[Saved data entries]
········
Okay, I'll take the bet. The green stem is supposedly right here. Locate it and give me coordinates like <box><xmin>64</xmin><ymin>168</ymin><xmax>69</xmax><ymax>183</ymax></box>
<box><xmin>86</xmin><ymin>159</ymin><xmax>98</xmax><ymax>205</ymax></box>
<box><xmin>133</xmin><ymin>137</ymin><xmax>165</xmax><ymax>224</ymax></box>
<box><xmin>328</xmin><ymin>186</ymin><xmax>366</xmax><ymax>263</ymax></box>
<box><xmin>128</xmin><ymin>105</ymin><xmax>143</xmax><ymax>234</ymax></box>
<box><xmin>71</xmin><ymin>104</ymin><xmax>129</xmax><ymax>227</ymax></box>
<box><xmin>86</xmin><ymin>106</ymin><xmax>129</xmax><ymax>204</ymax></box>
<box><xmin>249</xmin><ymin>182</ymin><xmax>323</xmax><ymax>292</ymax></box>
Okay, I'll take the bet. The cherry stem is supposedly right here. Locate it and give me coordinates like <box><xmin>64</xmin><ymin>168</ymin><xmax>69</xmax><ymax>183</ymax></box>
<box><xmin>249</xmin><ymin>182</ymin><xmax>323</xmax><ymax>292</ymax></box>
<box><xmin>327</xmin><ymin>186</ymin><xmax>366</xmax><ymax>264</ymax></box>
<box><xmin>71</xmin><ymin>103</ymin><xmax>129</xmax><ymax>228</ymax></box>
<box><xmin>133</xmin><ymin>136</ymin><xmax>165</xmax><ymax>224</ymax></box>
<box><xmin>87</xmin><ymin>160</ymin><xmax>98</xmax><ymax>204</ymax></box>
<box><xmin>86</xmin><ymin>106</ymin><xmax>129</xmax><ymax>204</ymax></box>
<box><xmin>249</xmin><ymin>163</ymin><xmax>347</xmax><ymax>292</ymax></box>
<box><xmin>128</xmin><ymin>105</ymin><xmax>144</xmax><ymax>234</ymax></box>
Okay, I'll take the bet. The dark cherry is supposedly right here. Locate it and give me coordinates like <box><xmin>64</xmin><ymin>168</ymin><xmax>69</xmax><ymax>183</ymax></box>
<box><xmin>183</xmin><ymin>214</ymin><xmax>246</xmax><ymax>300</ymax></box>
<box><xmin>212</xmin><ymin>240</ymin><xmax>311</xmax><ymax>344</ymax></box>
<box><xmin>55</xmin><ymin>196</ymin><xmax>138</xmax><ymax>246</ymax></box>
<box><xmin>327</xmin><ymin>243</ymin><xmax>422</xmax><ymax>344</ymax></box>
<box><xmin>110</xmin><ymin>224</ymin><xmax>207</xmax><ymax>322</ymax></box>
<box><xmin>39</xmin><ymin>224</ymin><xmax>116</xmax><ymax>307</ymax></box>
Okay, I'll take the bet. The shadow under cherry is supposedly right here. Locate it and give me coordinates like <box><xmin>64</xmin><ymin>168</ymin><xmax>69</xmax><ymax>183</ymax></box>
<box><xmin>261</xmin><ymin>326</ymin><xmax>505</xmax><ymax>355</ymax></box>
········
Task prompt: All of the records above should be copied exactly.

Answer to the problem:
Okay, I'll take the bet. The green stem is supposedly right here. Locate it and give me coordinates like <box><xmin>64</xmin><ymin>168</ymin><xmax>69</xmax><ymax>183</ymax></box>
<box><xmin>86</xmin><ymin>159</ymin><xmax>98</xmax><ymax>205</ymax></box>
<box><xmin>133</xmin><ymin>137</ymin><xmax>165</xmax><ymax>224</ymax></box>
<box><xmin>328</xmin><ymin>186</ymin><xmax>366</xmax><ymax>263</ymax></box>
<box><xmin>128</xmin><ymin>105</ymin><xmax>143</xmax><ymax>234</ymax></box>
<box><xmin>71</xmin><ymin>104</ymin><xmax>129</xmax><ymax>227</ymax></box>
<box><xmin>86</xmin><ymin>106</ymin><xmax>129</xmax><ymax>204</ymax></box>
<box><xmin>249</xmin><ymin>182</ymin><xmax>323</xmax><ymax>292</ymax></box>
Okay, I'll take the bet. The cherry stem is supposedly right here. Locate it and give me coordinates like <box><xmin>64</xmin><ymin>168</ymin><xmax>69</xmax><ymax>183</ymax></box>
<box><xmin>249</xmin><ymin>182</ymin><xmax>323</xmax><ymax>292</ymax></box>
<box><xmin>327</xmin><ymin>186</ymin><xmax>366</xmax><ymax>264</ymax></box>
<box><xmin>71</xmin><ymin>103</ymin><xmax>129</xmax><ymax>228</ymax></box>
<box><xmin>133</xmin><ymin>136</ymin><xmax>165</xmax><ymax>224</ymax></box>
<box><xmin>87</xmin><ymin>160</ymin><xmax>98</xmax><ymax>204</ymax></box>
<box><xmin>86</xmin><ymin>106</ymin><xmax>129</xmax><ymax>204</ymax></box>
<box><xmin>249</xmin><ymin>163</ymin><xmax>347</xmax><ymax>292</ymax></box>
<box><xmin>128</xmin><ymin>105</ymin><xmax>144</xmax><ymax>234</ymax></box>
Okay, I'll take the bet. The dark cherry is supposedly right here. Locate it and give me coordinates like <box><xmin>64</xmin><ymin>168</ymin><xmax>69</xmax><ymax>183</ymax></box>
<box><xmin>183</xmin><ymin>214</ymin><xmax>246</xmax><ymax>300</ymax></box>
<box><xmin>212</xmin><ymin>240</ymin><xmax>311</xmax><ymax>344</ymax></box>
<box><xmin>55</xmin><ymin>196</ymin><xmax>138</xmax><ymax>246</ymax></box>
<box><xmin>327</xmin><ymin>243</ymin><xmax>422</xmax><ymax>344</ymax></box>
<box><xmin>110</xmin><ymin>224</ymin><xmax>207</xmax><ymax>322</ymax></box>
<box><xmin>39</xmin><ymin>224</ymin><xmax>116</xmax><ymax>307</ymax></box>
Okay, I'll take the bet. The shadow under cherry is supposedly right here. Locate it and give me coordinates like <box><xmin>64</xmin><ymin>168</ymin><xmax>69</xmax><ymax>183</ymax></box>
<box><xmin>261</xmin><ymin>326</ymin><xmax>505</xmax><ymax>355</ymax></box>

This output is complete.